[Segmentation mask data]
------------------------------------------------------------

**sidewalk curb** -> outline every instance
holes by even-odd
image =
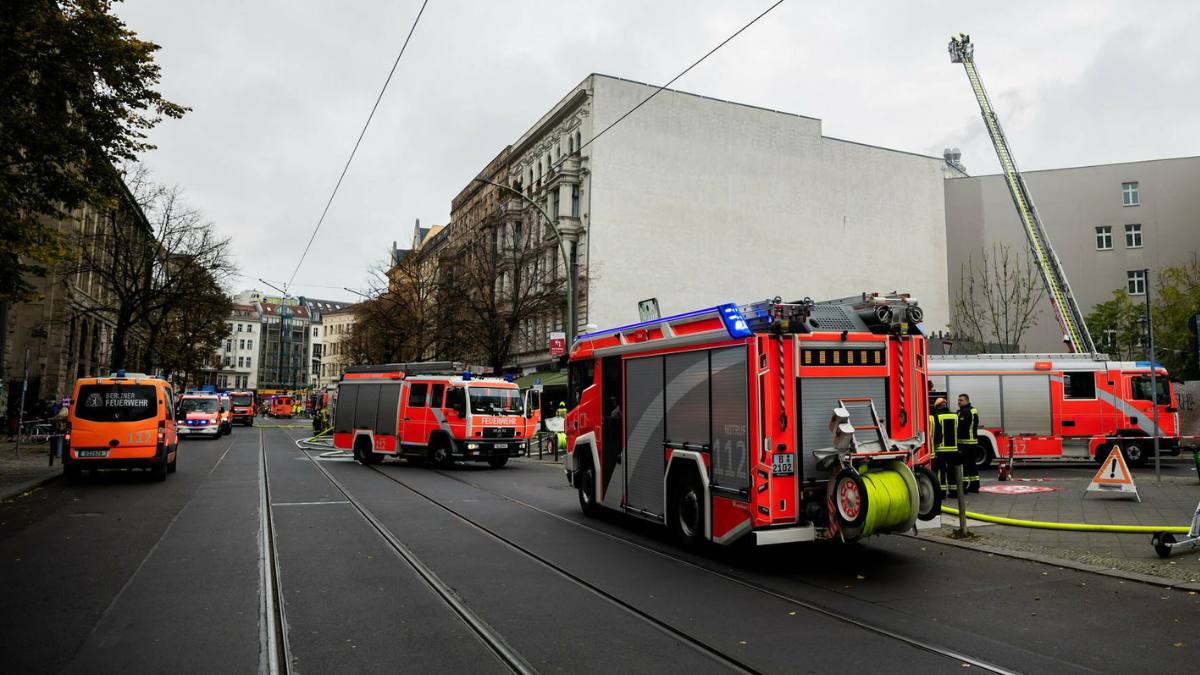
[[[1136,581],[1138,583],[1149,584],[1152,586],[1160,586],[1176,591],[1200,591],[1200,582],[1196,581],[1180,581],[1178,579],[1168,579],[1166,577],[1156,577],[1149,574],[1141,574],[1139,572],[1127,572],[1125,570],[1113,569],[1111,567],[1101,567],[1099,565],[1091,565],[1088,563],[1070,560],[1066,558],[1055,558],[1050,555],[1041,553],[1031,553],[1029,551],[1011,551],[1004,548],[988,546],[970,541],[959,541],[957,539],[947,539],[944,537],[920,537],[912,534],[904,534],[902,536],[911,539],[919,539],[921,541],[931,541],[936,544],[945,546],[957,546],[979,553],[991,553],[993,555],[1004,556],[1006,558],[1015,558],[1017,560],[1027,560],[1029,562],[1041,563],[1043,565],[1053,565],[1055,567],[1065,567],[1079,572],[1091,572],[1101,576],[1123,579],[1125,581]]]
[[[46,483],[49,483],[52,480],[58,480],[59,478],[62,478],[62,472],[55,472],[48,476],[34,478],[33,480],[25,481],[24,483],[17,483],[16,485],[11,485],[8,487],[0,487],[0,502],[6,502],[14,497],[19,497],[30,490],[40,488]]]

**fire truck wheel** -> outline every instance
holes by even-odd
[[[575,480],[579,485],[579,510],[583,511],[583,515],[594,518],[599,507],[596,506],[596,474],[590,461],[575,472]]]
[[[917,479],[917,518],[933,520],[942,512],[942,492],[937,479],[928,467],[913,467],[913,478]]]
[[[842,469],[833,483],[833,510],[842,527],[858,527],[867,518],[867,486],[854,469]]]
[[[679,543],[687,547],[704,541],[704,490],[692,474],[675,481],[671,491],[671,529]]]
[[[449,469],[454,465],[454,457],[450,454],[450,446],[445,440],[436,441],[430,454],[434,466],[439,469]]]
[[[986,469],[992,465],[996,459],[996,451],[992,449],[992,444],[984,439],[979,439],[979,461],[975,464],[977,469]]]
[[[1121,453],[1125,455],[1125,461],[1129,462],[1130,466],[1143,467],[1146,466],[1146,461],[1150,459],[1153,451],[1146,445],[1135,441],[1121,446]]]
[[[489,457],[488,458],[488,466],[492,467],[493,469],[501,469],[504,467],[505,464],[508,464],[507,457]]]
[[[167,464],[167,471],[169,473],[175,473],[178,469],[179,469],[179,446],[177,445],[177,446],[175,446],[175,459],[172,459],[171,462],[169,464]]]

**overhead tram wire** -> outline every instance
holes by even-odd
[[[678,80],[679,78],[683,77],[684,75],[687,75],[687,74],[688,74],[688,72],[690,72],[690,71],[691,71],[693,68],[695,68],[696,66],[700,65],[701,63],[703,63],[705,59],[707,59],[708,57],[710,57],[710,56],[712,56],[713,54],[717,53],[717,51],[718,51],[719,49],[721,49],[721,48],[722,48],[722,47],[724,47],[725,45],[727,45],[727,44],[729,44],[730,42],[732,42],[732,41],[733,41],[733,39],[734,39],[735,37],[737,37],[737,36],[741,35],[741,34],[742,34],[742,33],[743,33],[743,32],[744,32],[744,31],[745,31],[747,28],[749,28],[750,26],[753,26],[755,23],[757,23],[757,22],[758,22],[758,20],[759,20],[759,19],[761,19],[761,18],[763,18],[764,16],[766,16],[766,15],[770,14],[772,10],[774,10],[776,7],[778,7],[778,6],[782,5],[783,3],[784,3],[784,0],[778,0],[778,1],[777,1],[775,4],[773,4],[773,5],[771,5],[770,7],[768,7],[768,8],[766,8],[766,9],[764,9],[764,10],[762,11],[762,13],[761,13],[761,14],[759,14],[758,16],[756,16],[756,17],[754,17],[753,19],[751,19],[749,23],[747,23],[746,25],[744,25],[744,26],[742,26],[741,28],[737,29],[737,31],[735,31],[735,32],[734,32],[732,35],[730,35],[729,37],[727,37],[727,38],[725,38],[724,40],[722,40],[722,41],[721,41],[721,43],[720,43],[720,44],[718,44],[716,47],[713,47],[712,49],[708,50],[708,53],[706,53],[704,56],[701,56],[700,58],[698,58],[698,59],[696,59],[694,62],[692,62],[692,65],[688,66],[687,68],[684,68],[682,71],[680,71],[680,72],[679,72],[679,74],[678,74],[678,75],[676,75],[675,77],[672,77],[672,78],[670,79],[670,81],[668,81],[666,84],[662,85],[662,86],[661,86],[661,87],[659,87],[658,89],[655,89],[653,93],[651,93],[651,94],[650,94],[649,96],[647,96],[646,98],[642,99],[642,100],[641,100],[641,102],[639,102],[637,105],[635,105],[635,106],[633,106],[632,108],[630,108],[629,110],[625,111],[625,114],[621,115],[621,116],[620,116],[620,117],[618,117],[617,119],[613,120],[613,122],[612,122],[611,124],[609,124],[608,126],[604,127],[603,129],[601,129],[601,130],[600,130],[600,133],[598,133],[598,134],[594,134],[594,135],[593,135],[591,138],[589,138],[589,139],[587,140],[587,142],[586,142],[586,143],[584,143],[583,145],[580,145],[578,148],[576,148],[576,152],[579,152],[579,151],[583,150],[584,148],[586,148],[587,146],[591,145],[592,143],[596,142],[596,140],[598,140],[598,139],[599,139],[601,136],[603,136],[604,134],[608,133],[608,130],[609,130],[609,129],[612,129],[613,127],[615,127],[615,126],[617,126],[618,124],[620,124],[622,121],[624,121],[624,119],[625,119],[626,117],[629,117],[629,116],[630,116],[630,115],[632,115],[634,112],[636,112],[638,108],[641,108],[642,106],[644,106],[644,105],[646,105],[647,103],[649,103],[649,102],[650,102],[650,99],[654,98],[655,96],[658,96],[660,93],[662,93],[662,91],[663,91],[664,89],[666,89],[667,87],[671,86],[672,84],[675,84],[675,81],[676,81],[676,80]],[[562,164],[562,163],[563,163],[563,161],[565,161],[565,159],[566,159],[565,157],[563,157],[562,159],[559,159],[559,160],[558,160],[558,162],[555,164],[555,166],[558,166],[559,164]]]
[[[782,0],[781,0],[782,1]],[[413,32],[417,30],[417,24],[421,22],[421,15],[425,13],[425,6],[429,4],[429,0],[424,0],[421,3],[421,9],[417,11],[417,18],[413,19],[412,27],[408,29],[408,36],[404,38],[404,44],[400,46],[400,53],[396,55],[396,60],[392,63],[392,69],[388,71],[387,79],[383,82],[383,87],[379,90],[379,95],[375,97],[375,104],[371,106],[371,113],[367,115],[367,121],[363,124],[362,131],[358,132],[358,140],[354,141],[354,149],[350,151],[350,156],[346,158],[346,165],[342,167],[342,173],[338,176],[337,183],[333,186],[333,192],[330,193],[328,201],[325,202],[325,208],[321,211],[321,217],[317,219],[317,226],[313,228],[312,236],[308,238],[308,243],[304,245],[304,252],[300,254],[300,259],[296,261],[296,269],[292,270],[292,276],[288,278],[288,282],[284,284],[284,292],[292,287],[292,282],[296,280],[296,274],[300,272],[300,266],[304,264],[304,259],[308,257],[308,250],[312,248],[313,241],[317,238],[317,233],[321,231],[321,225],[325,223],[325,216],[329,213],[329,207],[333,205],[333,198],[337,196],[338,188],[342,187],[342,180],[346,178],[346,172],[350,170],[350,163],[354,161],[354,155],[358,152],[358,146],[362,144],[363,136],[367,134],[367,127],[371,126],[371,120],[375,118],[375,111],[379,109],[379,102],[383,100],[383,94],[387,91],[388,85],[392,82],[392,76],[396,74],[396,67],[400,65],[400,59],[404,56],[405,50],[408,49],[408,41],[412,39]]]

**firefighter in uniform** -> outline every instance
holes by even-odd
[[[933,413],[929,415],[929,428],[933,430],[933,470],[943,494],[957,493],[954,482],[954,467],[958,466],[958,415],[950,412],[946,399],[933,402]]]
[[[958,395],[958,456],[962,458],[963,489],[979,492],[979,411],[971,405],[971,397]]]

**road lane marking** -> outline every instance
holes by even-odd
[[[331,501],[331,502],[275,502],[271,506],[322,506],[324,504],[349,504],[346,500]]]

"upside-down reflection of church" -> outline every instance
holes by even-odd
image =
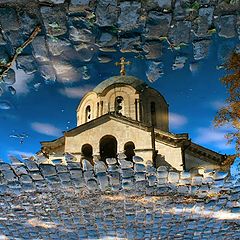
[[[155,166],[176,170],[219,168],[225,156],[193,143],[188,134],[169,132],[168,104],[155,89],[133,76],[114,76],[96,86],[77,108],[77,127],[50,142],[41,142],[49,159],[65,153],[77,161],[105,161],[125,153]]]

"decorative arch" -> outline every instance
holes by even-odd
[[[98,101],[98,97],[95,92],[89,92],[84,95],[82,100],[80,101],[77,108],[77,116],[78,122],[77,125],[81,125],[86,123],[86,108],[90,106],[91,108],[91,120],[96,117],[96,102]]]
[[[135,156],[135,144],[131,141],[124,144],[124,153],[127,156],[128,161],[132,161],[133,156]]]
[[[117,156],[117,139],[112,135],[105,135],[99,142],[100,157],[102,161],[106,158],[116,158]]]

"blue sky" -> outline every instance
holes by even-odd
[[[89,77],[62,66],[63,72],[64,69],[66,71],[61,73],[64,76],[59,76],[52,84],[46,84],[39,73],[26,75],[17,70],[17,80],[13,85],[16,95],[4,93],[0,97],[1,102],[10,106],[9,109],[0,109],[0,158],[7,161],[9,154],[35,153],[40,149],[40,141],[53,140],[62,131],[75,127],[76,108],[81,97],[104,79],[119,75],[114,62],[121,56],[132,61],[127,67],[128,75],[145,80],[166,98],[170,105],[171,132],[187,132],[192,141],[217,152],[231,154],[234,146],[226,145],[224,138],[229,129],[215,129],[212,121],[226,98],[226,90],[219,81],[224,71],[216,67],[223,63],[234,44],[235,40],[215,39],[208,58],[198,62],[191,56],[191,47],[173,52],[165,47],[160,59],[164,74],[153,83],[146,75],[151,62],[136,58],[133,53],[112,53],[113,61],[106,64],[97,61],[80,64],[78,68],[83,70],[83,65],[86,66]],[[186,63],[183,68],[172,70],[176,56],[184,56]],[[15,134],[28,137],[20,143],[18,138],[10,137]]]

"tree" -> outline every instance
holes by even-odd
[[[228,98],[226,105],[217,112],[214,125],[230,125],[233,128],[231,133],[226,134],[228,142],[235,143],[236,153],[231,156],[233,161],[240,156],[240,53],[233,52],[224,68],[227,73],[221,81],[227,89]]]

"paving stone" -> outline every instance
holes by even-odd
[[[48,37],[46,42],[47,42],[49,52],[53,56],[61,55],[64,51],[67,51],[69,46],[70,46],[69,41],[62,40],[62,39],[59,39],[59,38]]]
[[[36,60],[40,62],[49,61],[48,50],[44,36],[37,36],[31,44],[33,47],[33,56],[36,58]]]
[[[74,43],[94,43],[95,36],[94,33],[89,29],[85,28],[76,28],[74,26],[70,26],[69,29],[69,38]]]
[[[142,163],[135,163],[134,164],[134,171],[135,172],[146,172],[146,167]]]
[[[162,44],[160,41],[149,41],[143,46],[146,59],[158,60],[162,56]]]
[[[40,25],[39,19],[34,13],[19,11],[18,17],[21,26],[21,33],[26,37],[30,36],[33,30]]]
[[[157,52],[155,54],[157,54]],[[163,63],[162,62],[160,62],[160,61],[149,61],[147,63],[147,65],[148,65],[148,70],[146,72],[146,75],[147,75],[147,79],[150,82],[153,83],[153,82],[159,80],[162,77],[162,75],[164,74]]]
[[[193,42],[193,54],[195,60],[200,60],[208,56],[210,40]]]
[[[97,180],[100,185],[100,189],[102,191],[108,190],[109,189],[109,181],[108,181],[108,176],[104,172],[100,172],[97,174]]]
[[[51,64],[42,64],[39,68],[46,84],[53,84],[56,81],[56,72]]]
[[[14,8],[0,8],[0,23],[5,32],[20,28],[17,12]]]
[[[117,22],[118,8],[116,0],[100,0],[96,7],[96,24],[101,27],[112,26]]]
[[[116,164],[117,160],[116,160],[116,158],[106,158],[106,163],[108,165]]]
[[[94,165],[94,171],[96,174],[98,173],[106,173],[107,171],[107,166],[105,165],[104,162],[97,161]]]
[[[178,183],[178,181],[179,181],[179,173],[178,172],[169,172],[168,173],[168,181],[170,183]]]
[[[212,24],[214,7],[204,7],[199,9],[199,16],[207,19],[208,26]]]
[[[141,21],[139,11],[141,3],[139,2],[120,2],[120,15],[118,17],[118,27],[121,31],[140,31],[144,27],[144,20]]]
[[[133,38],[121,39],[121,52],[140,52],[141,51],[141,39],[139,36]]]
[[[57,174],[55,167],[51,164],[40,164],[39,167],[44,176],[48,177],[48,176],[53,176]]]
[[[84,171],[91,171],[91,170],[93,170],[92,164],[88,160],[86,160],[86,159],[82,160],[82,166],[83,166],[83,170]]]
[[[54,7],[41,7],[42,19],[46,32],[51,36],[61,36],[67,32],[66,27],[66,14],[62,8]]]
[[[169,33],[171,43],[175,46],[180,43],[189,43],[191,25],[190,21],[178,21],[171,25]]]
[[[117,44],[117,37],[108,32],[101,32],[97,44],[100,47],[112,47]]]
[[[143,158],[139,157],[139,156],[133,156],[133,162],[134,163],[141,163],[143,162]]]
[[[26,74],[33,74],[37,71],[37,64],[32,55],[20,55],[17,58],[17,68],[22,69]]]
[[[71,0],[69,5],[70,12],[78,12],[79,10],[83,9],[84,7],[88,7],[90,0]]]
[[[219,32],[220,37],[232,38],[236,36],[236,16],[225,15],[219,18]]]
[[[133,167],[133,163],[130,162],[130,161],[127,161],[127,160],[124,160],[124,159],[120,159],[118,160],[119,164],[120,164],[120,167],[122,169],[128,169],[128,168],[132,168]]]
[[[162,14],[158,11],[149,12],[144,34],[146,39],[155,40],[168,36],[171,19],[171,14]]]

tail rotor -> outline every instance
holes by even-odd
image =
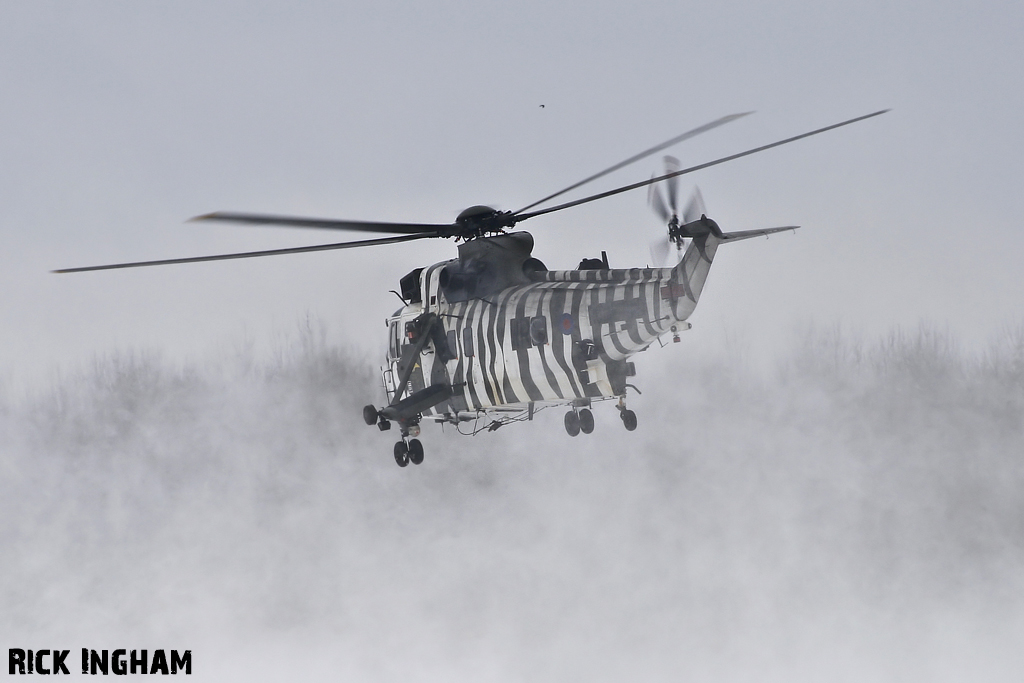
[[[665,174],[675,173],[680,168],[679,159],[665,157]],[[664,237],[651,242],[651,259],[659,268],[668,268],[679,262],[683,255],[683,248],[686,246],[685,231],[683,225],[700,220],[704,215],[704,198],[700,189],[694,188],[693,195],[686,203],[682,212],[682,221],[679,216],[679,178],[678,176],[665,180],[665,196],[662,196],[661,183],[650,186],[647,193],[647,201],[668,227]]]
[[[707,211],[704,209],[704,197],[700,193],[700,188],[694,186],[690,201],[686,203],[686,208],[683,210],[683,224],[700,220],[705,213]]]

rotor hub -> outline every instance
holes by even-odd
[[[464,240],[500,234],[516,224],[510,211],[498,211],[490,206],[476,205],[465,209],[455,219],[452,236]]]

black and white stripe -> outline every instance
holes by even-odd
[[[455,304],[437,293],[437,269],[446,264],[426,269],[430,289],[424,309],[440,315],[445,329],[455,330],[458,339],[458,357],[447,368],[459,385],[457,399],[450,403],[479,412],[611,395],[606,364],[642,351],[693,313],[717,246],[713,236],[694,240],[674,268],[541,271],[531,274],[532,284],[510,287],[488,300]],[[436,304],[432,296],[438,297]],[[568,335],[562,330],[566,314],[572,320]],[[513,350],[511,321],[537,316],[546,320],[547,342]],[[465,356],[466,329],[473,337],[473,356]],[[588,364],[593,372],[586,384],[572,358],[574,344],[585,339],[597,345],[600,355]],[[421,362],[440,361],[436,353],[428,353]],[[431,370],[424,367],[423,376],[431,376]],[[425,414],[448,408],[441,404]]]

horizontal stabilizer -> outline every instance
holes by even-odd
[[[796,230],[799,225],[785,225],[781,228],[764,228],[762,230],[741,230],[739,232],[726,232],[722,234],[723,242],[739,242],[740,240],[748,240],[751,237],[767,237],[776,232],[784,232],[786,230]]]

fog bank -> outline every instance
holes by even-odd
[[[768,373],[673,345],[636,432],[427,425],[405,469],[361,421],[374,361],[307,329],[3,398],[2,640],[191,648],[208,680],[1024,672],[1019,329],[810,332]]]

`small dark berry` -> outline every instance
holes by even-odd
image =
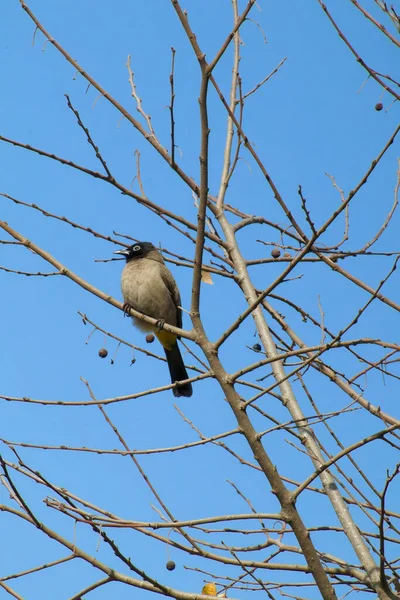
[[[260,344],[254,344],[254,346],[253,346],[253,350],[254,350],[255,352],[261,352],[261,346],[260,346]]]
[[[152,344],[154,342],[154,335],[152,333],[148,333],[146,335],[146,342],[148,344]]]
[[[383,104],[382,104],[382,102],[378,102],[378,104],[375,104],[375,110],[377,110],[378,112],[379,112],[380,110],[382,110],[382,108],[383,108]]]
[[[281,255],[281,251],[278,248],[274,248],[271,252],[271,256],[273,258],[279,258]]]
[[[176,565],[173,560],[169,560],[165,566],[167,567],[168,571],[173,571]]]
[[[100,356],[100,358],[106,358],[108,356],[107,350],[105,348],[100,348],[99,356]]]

------------------------------------------------------------

* [Requirement]: From the entries above, copy out every line where the string "rotor" appears.

* [Your response]:
tail rotor -> outline every instance
rotor hub -> outline every instance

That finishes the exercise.